Texto proporcionado –
┌────────
El sueño americano

 

Contra la muerte

Nueva York, 8 de noviembre, 2008

Llueve sobre Manhattan. Asciende perezoso el humo de las calderas de Pedro Botero. La firma de la fugacidad de la vida. ¿Cuánto tiempo tardó el río Grande en horadar el cañón de Santa Elena o el de Boquillas, donde la corriente gira, se dobla como si hubiera buscado la roca más complaciente, la menos laboriosa de labrar para los canteros del agua, millones de años viejos, de manos que el agua disuelve y olvida con otra provisión de agua que hace que desde Heráclito pensemos que el río es la mejor metáfora del tiempo y por lo tanto de la vida? ¿Qué era esta isla de nombre indio cuando no había embarcaderos, bancos, alcantarillas, tragaperras, anuncios luminosos, teatros, prostitutas, locales de apuestas, restaurantes de cinco tenedores, sótanos, “pent houses”, libros de contabilidad, guarismos, pistolas, hebillas, museos, dinero, música, taxis, joyas, banderas, protocolo, bragas, barandillas, coches de caballos, quirófanos, embalsamadores, cera, muérdago, celofán, jeringuillas, teléfonos, túneles, altavoces, sirenas, policías, agentes secretos, cárceles, aceras, chicle, libros, microscopios, camas, ventanas, puentes, rascacielos... Una isla cubierta de vegetación, sin Estatua de la Libertad, Quinta Avenida, Museo de Arte Moderno, Naciones Unidas, Wall Street, monumento a Washington, puente de Brooklyn, Central Park... Llueve sobre Manhattan y por la radio en la repisa de esta habitación sobre el cañón de Broadway, la calle ancha, la única que respeta una antigua senda india, llega la voz inconfudible de Jonathan Schwartz y las preciosas canciones que elige para las mañanas de invierno de los sábados y los domingos en National Public Radio. Las cosas que hacen que el mundo parezca que está bien hecho.

 

Cuando en 1933, tras inconcebible incompetencia de Herbert Hoover, que no había hecho sino agravar la crisis que desangraba Estados Unidos, Franklin Delano Roosevelt pronunció su famoso discurso inaugural. Sin embargo, como le recuerda Jonathan Alter -autor de “The Defining Moment”, un ensayo sobre los primeros años de FDR, a Joe Nocera en el “New York Times” de hoy-, los diarios de la época apenas le prestaron atención a la frase que ha pasado a la historia: “A lo único que debemos tenerle miedo es al miedo mismo”. Todos pusieron el énfasis en el llamamiento a “actuar, actuar ya”. Y vaya si lo hizo, como recuerda Nocera: en sus primeros cien días en la Casa Blanca fueron aprobadas 15 leyes, muchas de ellas dedicadas a apoyar a los trabajadores, empleados, pequeños propietarios y ranjeros. “Demostró que el gobierno podría ayudar tanto a Main Street (la calle mayor, la calle en general) como a Wall Street (el mundo de las finanzas, los bancos y las empresas)”. Algo que George W. Bush no ha sabido hacer ni querido hacer. La ideología es un corsé de hierro. Algo que todos esperan que Barack Obama empiece a hacer antes de que sea demasiado tarde. Nocera se encarga de subrayar que aunque la crisis es gravísima, y puede llevarnos al abismo si no se actúa con inteligencia y rapidez, no es tan devastadora como la que llevó a la Gran Depresión. Mientras que el desempleo se cifra ahora en un 6,5, a comienzos de los años treinta era del 26 por ciento, y mientras la bolsa ha perdido un 35 por ciento de su valor, en 1933 la caída fue del 75 por ciento.
└────────
Qué harás –
1: Responde estas preguntas a partir del texto proporcionado.
(a) ¿Qué calle de Manhattan es la única que respeta una antigua senda india?
(b) ¿Cuántas leyes se aprobaron en los primeros cien días de Franklin Delano Roosevelt en la Casa Blanca?
(c) ¿Qué porcentaje de su valor ha perdido ahora la bolsa y de cuánto fue la caída en 1933?
2: Explica en una a tres oraciones por qué, según Nocera en el texto proporcionado, la crisis actual no es tan devastadora como la que llevó a la Gran Depresión.

Registros –
┌────────
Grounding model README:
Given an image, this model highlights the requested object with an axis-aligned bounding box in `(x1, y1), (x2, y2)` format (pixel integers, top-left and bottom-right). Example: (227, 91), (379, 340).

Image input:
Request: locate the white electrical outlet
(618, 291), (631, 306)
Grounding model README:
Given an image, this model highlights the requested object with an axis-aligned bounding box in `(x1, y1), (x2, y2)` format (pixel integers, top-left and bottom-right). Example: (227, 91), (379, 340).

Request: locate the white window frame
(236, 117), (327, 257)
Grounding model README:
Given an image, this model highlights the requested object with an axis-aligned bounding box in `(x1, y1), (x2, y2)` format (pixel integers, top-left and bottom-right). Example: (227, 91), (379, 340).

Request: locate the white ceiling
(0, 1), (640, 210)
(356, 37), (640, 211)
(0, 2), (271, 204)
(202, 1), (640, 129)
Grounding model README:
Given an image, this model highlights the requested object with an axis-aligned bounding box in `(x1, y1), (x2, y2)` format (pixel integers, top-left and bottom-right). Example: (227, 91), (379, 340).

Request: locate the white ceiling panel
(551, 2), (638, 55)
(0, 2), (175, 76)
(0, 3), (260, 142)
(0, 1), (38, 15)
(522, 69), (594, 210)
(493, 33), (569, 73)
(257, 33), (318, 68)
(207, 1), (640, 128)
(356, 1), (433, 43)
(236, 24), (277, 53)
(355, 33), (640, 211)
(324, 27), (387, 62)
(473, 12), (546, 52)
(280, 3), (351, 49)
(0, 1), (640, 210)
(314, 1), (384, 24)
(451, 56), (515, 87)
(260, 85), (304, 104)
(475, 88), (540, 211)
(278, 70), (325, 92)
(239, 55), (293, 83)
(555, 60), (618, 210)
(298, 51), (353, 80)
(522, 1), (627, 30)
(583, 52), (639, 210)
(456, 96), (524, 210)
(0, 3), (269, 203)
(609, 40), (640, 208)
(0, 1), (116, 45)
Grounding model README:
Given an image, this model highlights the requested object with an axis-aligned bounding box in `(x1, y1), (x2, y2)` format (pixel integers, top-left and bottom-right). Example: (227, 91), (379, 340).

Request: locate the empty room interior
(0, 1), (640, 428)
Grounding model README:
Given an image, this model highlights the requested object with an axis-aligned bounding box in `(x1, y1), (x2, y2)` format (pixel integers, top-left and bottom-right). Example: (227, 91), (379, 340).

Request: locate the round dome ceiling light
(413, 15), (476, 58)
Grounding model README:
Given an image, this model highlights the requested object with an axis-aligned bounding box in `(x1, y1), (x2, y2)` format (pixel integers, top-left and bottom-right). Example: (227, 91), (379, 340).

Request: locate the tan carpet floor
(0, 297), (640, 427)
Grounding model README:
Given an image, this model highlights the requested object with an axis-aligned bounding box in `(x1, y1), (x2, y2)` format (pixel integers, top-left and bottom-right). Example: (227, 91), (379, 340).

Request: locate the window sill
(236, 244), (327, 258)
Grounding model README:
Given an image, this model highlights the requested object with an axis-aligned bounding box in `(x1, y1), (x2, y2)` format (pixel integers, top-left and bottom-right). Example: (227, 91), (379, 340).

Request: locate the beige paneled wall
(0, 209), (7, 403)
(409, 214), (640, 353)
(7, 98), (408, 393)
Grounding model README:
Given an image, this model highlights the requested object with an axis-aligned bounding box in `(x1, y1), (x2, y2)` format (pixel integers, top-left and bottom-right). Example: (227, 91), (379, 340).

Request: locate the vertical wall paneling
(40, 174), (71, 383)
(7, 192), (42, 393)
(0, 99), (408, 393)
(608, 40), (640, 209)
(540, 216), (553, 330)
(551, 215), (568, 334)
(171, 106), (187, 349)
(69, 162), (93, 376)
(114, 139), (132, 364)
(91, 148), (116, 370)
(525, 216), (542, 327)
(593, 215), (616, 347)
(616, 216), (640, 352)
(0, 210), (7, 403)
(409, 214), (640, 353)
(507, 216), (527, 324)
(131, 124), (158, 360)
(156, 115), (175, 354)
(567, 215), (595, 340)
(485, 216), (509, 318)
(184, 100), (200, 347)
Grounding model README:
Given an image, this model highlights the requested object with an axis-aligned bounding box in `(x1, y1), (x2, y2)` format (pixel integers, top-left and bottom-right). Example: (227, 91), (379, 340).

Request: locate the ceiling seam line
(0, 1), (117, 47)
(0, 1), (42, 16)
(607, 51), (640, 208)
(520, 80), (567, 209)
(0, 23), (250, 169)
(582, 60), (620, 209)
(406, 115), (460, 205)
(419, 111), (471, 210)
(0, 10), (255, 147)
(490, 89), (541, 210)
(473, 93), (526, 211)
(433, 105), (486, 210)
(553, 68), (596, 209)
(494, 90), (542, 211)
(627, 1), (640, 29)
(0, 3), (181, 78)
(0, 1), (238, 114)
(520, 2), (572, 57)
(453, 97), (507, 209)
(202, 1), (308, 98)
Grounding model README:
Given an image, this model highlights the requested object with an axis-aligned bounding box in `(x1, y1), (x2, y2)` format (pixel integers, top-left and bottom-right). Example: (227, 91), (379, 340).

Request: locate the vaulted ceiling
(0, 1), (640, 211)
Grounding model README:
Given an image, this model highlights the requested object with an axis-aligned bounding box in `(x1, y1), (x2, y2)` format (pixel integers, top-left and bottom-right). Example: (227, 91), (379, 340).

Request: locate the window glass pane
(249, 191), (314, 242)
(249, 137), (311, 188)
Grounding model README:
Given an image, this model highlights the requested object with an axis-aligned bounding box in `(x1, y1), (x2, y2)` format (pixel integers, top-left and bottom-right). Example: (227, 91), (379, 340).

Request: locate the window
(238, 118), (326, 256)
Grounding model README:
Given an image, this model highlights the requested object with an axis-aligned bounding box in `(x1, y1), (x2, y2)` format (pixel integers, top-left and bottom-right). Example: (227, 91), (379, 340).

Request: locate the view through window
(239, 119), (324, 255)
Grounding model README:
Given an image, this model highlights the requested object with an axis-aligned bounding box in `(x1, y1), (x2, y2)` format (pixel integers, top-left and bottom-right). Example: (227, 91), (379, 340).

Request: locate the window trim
└────────
Respuestas esperadas –
1:
(a) Broadway.
(b) 15 leyes.
(c) La bolsa ha perdido ahora un 35 por ciento de su valor, y en 1933 la caída fue del 75 por ciento.

2: El desempleo se cifra ahora en un 6,5, mientras que a comienzos de los años treinta era del 26 por ciento. Además, la bolsa ha perdido ahora un 35 por ciento de su valor, frente a una caída del 75 por ciento en 1933.